Give back the line containing "point: agricultural field" along with every line after it, exactly, until the entries end.

#### Exercise data
-----
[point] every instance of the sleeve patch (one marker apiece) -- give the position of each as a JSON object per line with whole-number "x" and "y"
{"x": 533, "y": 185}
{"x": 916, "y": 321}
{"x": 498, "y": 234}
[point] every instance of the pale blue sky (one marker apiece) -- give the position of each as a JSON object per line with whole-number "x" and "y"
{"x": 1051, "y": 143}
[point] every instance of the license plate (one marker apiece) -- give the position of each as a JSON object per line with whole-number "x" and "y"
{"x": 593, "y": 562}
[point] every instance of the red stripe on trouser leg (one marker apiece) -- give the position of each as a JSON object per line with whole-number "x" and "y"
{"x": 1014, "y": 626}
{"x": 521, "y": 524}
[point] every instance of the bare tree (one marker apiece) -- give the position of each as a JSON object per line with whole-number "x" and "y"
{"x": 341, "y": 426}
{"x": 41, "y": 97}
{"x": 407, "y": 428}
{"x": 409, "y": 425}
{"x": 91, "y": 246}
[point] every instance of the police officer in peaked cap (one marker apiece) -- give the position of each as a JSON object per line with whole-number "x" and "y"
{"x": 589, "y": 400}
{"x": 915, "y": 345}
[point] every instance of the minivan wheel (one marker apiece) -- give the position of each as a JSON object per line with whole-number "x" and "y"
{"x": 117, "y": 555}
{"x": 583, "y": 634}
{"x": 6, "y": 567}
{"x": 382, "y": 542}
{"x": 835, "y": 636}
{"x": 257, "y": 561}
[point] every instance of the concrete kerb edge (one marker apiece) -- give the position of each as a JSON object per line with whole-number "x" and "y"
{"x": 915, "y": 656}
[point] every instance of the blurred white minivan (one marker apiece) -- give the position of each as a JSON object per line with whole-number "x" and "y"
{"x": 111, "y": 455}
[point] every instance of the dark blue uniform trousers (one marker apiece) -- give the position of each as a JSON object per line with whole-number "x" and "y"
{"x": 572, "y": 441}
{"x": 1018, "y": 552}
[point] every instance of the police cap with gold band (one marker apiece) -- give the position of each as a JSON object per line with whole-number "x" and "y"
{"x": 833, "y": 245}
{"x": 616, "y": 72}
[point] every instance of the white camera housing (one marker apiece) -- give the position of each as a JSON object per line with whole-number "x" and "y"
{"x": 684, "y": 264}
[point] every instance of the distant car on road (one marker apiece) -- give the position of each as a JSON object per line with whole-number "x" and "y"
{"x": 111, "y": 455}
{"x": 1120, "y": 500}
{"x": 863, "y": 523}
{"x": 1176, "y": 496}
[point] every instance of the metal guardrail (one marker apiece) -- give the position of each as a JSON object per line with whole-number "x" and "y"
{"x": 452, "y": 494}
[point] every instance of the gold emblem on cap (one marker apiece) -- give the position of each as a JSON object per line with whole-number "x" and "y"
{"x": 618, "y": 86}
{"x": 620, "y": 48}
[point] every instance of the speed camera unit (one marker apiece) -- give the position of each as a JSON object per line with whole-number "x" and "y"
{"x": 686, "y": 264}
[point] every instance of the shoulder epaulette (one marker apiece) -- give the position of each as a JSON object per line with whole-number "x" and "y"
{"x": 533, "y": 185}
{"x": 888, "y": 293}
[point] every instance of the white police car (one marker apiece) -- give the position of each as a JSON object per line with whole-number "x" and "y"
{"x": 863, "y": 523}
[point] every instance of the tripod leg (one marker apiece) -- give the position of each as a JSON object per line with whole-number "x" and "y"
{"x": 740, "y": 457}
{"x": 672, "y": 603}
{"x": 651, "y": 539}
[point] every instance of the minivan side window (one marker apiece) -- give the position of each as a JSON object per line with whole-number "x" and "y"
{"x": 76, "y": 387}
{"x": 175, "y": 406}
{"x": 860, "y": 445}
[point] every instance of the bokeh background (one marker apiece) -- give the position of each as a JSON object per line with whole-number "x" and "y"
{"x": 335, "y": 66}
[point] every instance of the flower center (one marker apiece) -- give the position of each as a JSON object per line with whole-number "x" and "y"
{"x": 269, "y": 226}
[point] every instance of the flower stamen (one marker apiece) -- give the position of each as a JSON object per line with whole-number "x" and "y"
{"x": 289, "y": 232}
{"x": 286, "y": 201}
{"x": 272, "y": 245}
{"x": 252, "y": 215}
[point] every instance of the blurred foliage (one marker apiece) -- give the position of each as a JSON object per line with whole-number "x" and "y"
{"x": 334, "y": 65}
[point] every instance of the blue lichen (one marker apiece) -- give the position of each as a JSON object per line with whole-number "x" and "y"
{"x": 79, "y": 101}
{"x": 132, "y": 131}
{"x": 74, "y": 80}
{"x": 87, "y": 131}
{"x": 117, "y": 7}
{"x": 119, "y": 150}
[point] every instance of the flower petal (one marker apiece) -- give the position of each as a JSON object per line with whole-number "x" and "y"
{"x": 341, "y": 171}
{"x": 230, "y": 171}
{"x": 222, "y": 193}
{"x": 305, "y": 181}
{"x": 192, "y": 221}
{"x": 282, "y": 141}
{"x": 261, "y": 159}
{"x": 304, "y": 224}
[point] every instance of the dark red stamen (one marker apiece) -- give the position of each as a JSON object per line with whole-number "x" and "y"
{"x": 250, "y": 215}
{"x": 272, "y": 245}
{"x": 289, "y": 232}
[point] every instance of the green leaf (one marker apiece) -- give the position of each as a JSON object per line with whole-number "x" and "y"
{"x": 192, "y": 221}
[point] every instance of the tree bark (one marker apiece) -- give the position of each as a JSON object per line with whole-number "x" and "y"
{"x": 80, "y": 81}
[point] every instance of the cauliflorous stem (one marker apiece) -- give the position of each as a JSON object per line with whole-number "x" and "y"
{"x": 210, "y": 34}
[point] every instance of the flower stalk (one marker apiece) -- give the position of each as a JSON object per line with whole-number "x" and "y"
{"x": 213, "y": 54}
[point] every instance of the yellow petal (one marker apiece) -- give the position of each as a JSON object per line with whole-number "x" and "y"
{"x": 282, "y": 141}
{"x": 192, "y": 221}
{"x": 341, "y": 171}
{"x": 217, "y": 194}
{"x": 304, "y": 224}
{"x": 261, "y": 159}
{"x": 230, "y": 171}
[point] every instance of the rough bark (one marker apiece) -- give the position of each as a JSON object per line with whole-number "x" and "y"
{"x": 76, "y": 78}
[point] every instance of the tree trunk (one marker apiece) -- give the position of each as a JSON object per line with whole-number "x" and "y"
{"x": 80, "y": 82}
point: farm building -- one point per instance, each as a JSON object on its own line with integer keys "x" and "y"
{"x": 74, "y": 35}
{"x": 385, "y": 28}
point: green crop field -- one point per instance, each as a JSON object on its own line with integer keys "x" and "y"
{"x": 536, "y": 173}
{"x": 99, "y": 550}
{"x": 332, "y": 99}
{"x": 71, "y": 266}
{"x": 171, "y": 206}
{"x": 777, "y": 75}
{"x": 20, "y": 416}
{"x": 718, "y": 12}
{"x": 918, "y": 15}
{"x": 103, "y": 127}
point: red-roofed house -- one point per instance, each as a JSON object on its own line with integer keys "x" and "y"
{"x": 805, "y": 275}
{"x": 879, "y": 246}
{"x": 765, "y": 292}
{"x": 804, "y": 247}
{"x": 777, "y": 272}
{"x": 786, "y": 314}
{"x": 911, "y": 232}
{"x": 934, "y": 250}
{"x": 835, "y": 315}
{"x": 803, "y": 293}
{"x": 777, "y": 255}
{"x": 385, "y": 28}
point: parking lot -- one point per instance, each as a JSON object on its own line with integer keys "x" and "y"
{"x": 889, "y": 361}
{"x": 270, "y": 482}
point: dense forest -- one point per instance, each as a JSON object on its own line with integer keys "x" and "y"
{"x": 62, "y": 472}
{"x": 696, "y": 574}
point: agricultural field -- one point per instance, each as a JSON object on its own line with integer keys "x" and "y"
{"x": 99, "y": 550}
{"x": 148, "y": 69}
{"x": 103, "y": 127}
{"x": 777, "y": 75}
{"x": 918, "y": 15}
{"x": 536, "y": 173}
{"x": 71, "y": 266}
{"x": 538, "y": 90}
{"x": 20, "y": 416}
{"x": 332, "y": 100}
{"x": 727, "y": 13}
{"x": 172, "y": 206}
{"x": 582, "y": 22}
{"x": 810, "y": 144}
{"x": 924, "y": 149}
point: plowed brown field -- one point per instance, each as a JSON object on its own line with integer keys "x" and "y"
-----
#### Result of this task
point: agricultural field -- one point per instance, each as a JSON object on its own line with integer keys "x" and "y"
{"x": 99, "y": 550}
{"x": 148, "y": 69}
{"x": 103, "y": 127}
{"x": 777, "y": 75}
{"x": 918, "y": 15}
{"x": 536, "y": 173}
{"x": 71, "y": 266}
{"x": 538, "y": 90}
{"x": 20, "y": 416}
{"x": 332, "y": 100}
{"x": 727, "y": 13}
{"x": 172, "y": 206}
{"x": 582, "y": 22}
{"x": 810, "y": 144}
{"x": 924, "y": 149}
point: plowed brown field -- one point per instance, each as a JSON object on its own line with integer keys "x" and "y"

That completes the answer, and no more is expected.